◆ Supplied information:
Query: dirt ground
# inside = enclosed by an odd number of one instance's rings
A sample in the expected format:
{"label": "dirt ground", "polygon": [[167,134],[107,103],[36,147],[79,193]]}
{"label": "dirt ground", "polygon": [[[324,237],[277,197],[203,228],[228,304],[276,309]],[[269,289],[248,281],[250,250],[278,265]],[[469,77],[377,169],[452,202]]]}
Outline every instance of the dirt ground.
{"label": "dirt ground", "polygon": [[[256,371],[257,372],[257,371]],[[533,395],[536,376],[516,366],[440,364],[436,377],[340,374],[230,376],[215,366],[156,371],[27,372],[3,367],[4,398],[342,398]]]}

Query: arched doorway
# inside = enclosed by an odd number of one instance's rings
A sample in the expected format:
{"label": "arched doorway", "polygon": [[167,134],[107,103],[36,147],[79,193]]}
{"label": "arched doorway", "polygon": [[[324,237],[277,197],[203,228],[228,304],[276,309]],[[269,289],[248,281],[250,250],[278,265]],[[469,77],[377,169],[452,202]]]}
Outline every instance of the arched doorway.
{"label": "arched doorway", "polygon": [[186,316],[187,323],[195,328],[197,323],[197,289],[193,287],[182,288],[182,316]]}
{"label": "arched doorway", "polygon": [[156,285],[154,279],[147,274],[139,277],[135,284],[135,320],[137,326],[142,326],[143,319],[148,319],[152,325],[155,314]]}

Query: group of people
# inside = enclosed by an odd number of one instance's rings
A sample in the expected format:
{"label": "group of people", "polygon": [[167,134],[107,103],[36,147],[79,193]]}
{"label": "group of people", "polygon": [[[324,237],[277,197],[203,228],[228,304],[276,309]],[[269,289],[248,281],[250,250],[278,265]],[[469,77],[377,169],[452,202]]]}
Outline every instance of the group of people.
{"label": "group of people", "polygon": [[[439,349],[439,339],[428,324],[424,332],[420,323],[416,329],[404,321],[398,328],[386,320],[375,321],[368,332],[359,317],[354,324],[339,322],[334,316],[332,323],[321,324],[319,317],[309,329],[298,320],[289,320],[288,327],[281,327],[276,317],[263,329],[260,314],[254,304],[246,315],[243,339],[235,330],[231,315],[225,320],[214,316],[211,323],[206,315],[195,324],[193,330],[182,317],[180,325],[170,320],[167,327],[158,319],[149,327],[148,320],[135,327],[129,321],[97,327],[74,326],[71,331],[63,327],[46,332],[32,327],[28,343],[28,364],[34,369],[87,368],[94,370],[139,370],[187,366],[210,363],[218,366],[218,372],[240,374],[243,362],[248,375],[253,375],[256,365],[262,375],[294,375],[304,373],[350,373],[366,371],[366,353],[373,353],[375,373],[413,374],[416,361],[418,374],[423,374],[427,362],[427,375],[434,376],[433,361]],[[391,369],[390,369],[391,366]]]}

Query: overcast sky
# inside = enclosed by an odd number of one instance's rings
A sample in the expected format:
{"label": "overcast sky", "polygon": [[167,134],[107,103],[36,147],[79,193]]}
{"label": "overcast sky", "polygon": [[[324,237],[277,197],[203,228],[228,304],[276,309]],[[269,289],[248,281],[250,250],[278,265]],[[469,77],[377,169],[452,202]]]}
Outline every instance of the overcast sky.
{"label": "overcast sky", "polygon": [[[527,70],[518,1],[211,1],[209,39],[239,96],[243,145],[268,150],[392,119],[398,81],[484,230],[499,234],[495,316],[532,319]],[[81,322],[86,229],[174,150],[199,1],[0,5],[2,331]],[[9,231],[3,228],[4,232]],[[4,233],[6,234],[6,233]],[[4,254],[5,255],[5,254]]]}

◆ What the task asks: A complete, exact copy of the records is what is needed.

◆ Your solution:
Query: dirt ground
# inside = enclosed by an odd number of one instance's rings
A sample in the expected format:
{"label": "dirt ground", "polygon": [[167,134],[107,103],[36,147],[79,193]]}
{"label": "dirt ground", "polygon": [[[324,237],[277,197],[203,228],[228,304],[276,309]],[[269,289],[248,281],[250,250],[278,265]],[[469,77],[377,169],[452,202]]]}
Outline every instance of the dirt ground.
{"label": "dirt ground", "polygon": [[[256,371],[257,372],[257,371]],[[533,395],[536,376],[516,366],[440,364],[436,377],[340,374],[230,376],[215,366],[156,371],[27,372],[3,367],[4,398],[342,398]]]}

Query: arched doorway
# inside = enclosed by an odd number of one instance's rings
A sample in the expected format:
{"label": "arched doorway", "polygon": [[167,134],[107,103],[36,147],[79,193]]}
{"label": "arched doorway", "polygon": [[[324,237],[277,197],[203,228],[228,304],[276,309]],[[269,289],[248,281],[250,250],[278,265]],[[469,77],[377,169],[452,202]]]}
Outline every instance of the arched doorway.
{"label": "arched doorway", "polygon": [[186,316],[187,323],[195,328],[197,323],[197,289],[193,287],[182,288],[182,316]]}
{"label": "arched doorway", "polygon": [[156,285],[154,279],[147,274],[139,277],[135,284],[135,320],[137,326],[142,326],[143,319],[148,319],[152,325],[155,314]]}

Query: group of people
# inside = enclosed by an odd number of one instance's rings
A sample in the expected format:
{"label": "group of people", "polygon": [[167,134],[107,103],[36,147],[79,193]]}
{"label": "group of people", "polygon": [[[324,237],[277,197],[203,228],[228,304],[276,309]],[[269,289],[248,281],[250,250],[278,265]],[[469,77],[377,169],[452,202]]]}
Outline every instance of the group of people.
{"label": "group of people", "polygon": [[[439,349],[439,339],[428,324],[424,332],[420,323],[416,329],[404,321],[398,328],[386,320],[375,321],[368,332],[359,317],[354,324],[339,322],[334,316],[332,323],[321,324],[319,317],[309,329],[298,320],[289,320],[288,327],[281,327],[276,317],[263,329],[260,314],[254,304],[246,315],[243,339],[235,330],[231,315],[225,320],[214,316],[211,323],[206,315],[195,324],[193,330],[182,317],[180,325],[170,320],[167,327],[158,319],[149,327],[148,320],[135,327],[129,321],[97,327],[74,326],[71,331],[63,327],[46,332],[32,327],[28,343],[28,364],[34,369],[87,368],[94,370],[139,370],[187,366],[210,363],[218,366],[218,372],[240,374],[243,362],[248,375],[253,375],[256,365],[262,375],[294,375],[304,373],[350,373],[366,371],[366,353],[373,353],[375,373],[413,374],[416,361],[418,374],[423,374],[427,362],[427,375],[434,376],[433,361]],[[391,369],[390,369],[391,366]]]}

Query: overcast sky
# inside = enclosed by an odd number of one instance's rings
A sample in the expected format:
{"label": "overcast sky", "polygon": [[167,134],[107,103],[36,147],[79,193]]}
{"label": "overcast sky", "polygon": [[[324,237],[277,197],[203,228],[228,304],[276,309]],[[269,289],[248,281],[250,250],[278,265]],[[469,77],[377,169],[452,202]]]}
Outline every instance of the overcast sky.
{"label": "overcast sky", "polygon": [[[527,70],[518,1],[211,1],[209,39],[239,96],[243,145],[268,150],[392,119],[398,81],[484,230],[499,234],[495,316],[532,319]],[[81,322],[86,229],[174,150],[199,1],[0,5],[2,331]],[[9,231],[3,228],[4,232]],[[4,233],[6,234],[6,233]],[[4,254],[5,255],[5,254]]]}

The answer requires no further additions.